__Fragmento de lectura__.
En una extraña coincidencia que proviene de la historia, no ya de la película sino la del cuadro, vale citar que la modelo para la pintura de Millais fue Elizabeth Eleanor Siddal, musa de varios pintores prerrafaelistas de los cuales Millais fue uno solo. Elizabeth posaba sumergida en una bañera con agua caliente, con un vestido antiguo de características preciosistas que le había proporcionado el pintor. La anécdota contada por el hijo de Millais dice que un día, al no poderse calentar el agua, la muchacha enfermó. No volvió a posar. Adicta al láudano moriría poco después de una “enfermedad del ánimo”. Es decir, de melancolía. Un suicidio, tal vez, debido a su ruptura con el también pintor Dante Gabriel Rossetti.

__Datos proporcionados__.

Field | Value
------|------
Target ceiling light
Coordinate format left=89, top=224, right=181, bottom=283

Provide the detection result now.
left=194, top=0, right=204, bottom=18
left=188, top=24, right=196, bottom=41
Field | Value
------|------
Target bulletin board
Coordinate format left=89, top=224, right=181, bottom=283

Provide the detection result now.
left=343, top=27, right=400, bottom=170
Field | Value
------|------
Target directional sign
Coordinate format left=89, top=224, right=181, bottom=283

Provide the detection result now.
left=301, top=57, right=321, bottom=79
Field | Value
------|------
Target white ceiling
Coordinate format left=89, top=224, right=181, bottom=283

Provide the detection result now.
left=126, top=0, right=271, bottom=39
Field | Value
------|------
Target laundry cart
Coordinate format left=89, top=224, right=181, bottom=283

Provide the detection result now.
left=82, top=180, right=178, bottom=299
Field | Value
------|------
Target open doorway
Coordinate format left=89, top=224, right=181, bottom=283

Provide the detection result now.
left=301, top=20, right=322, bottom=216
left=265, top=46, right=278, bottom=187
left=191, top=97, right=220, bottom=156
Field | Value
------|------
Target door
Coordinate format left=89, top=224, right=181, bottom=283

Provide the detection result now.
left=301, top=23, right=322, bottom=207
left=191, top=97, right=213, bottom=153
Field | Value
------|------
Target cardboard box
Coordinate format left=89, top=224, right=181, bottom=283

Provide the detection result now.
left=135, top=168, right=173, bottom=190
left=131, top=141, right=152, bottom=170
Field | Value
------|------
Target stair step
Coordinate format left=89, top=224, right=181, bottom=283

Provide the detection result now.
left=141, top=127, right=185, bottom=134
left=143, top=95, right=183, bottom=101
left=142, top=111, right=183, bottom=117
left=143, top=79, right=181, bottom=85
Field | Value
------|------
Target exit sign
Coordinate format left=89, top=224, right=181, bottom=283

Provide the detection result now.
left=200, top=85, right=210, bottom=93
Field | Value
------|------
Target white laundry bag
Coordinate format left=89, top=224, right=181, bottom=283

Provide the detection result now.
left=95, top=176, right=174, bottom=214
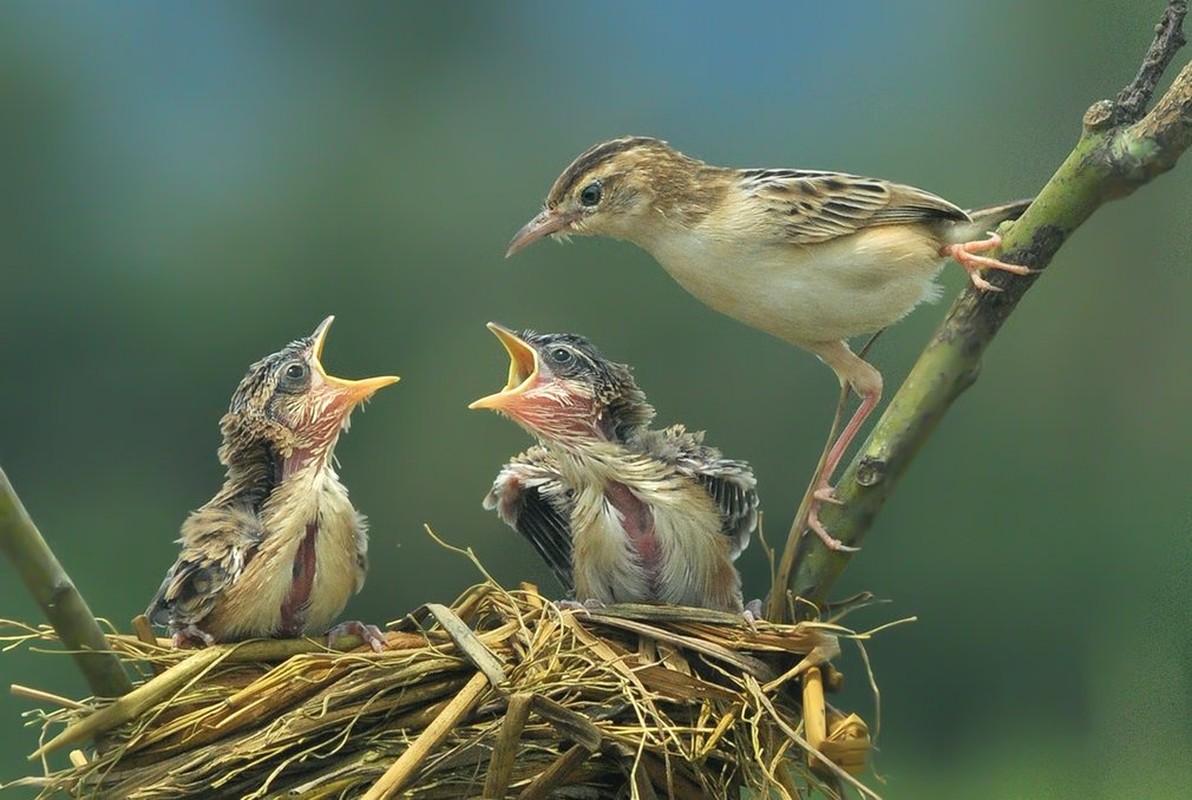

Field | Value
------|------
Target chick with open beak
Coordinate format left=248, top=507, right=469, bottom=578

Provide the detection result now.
left=145, top=317, right=398, bottom=650
left=470, top=323, right=758, bottom=613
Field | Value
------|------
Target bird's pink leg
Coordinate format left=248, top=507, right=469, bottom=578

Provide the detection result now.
left=327, top=620, right=385, bottom=653
left=939, top=232, right=1035, bottom=292
left=807, top=342, right=882, bottom=553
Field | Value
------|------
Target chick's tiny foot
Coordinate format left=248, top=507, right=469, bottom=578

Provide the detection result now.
left=741, top=600, right=765, bottom=628
left=554, top=597, right=604, bottom=614
left=807, top=503, right=861, bottom=553
left=170, top=625, right=216, bottom=650
left=939, top=232, right=1037, bottom=292
left=327, top=620, right=385, bottom=653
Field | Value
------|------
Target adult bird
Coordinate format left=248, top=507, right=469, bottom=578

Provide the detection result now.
left=468, top=323, right=757, bottom=613
left=145, top=317, right=398, bottom=651
left=505, top=136, right=1030, bottom=551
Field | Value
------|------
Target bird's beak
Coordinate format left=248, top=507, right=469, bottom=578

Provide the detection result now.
left=311, top=316, right=401, bottom=411
left=503, top=209, right=577, bottom=258
left=467, top=322, right=539, bottom=410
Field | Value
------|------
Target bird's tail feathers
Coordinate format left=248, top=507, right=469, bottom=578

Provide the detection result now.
left=955, top=197, right=1035, bottom=242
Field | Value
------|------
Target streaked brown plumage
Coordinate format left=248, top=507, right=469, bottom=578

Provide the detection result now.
left=507, top=136, right=1030, bottom=550
left=145, top=317, right=398, bottom=649
left=471, top=323, right=757, bottom=612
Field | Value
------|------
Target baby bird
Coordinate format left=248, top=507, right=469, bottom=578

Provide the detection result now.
left=505, top=136, right=1030, bottom=550
left=145, top=317, right=398, bottom=651
left=468, top=323, right=757, bottom=613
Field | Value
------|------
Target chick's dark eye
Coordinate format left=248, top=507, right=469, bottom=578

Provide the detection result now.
left=579, top=180, right=604, bottom=207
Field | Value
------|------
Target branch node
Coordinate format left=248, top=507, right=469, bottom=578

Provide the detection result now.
left=1085, top=100, right=1117, bottom=134
left=856, top=455, right=886, bottom=488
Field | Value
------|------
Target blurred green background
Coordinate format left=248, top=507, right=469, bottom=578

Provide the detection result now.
left=0, top=0, right=1192, bottom=798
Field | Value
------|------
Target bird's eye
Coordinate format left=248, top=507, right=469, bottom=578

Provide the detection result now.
left=278, top=361, right=310, bottom=395
left=579, top=180, right=604, bottom=207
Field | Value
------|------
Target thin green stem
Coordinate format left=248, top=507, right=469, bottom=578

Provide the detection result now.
left=0, top=469, right=132, bottom=697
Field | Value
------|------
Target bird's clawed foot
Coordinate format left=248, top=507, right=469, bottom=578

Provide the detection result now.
left=939, top=232, right=1038, bottom=292
left=170, top=625, right=216, bottom=650
left=327, top=620, right=385, bottom=653
left=807, top=498, right=861, bottom=553
left=812, top=480, right=844, bottom=506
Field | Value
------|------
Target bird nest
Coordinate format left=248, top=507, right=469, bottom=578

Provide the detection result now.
left=8, top=581, right=876, bottom=800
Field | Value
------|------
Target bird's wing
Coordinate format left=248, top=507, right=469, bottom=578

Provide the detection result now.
left=145, top=507, right=263, bottom=630
left=640, top=424, right=758, bottom=559
left=484, top=446, right=575, bottom=594
left=740, top=169, right=969, bottom=244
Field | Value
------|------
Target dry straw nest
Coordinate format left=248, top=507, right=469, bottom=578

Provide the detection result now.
left=8, top=572, right=876, bottom=800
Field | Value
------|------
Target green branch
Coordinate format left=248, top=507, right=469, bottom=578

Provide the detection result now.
left=0, top=470, right=132, bottom=697
left=766, top=0, right=1192, bottom=620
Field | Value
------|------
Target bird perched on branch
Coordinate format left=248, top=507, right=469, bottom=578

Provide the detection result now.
left=505, top=136, right=1030, bottom=550
left=145, top=317, right=398, bottom=650
left=468, top=323, right=757, bottom=612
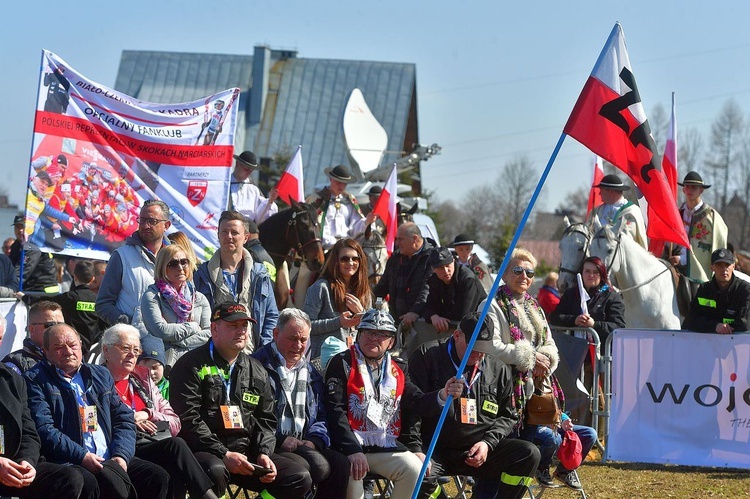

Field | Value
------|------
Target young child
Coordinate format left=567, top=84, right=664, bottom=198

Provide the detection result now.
left=138, top=334, right=169, bottom=400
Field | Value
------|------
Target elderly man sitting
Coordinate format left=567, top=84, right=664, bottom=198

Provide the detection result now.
left=253, top=308, right=349, bottom=497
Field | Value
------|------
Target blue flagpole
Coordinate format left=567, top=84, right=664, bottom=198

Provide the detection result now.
left=411, top=133, right=565, bottom=499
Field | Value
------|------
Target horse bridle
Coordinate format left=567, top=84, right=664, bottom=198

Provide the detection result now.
left=558, top=222, right=591, bottom=275
left=284, top=210, right=322, bottom=255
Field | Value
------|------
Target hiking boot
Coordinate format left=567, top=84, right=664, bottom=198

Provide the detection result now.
left=536, top=468, right=555, bottom=487
left=555, top=468, right=583, bottom=490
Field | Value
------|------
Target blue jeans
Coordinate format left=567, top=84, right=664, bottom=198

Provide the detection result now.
left=520, top=425, right=596, bottom=471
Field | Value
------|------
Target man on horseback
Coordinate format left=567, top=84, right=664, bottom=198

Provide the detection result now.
left=307, top=165, right=377, bottom=252
left=589, top=174, right=648, bottom=249
left=228, top=151, right=279, bottom=223
left=682, top=248, right=750, bottom=334
left=664, top=172, right=727, bottom=282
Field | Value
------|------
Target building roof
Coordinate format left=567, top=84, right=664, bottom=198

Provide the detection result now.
left=115, top=47, right=419, bottom=193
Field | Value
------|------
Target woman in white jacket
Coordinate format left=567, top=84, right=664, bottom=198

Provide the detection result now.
left=141, top=244, right=211, bottom=367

__Tareas propuestas__.
1 > Cambia "la muchacha" por "la joven" y copia el fragmento sobre Elizabeth Siddal desde "En una extraña" hasta "Dante Gabriel Rossetti.".
2 > Prolonga el fragmento sobre Elizabeth Siddal a partir de su última oración.
Los ítems no guardan ninguna relación con el fragmento sobre Elizabeth Siddal.

__Respuestas redactadas__.
1 >
En una extraña coincidencia que proviene de la historia, no ya de la película sino la del cuadro, vale citar que la modelo para la pintura de Millais fue Elizabeth Eleanor Siddal, musa de varios pintores prerrafaelistas de los cuales Millais fue uno solo. Elizabeth posaba sumergida en una bañera con agua caliente, con un vestido antiguo de características preciosistas que le había proporcionado el pintor. La anécdota contada por el hijo de Millais dice que un día, al no poderse calentar el agua, la joven enfermó. No volvió a posar. Adicta al láudano moriría poco después de una “enfermedad del ánimo”. Es decir, de melancolía. Un suicidio, tal vez, debido a su ruptura con el también pintor Dante Gabriel Rossetti.

2 >
La secuencia en la cual una Justine a quien empieza a escapársele de las manos la boda (y el futuro) y que entra a la biblioteca a cambiar las pinturas abstractas de los libros de arte, expuestos sobre las estanterías, por pinturas de Pieter Bruegel (llamado “El Viejo”), es también significativa: “Los cazadores en la nieve” (1565) y “El país de Jauja” (1567) serán elementos que intentará retener y controlar (el hecho mismo de cambiar unos libros por otros implica un estado emocional) pero que están condenados al fracaso. Esa Jauja será destruida por la melancolía emocional y cósmica y la pureza de la nieve arderá en llamas (como puede verse en la secuencia inicial). Sin embargo, Jauja, para Bruegel, también era símbolo de vacío espiritual y la pintura funciona como una crítica a las clases sociales que tiene un paralelo con el banquete de boda de Justine, tan caro como inútil.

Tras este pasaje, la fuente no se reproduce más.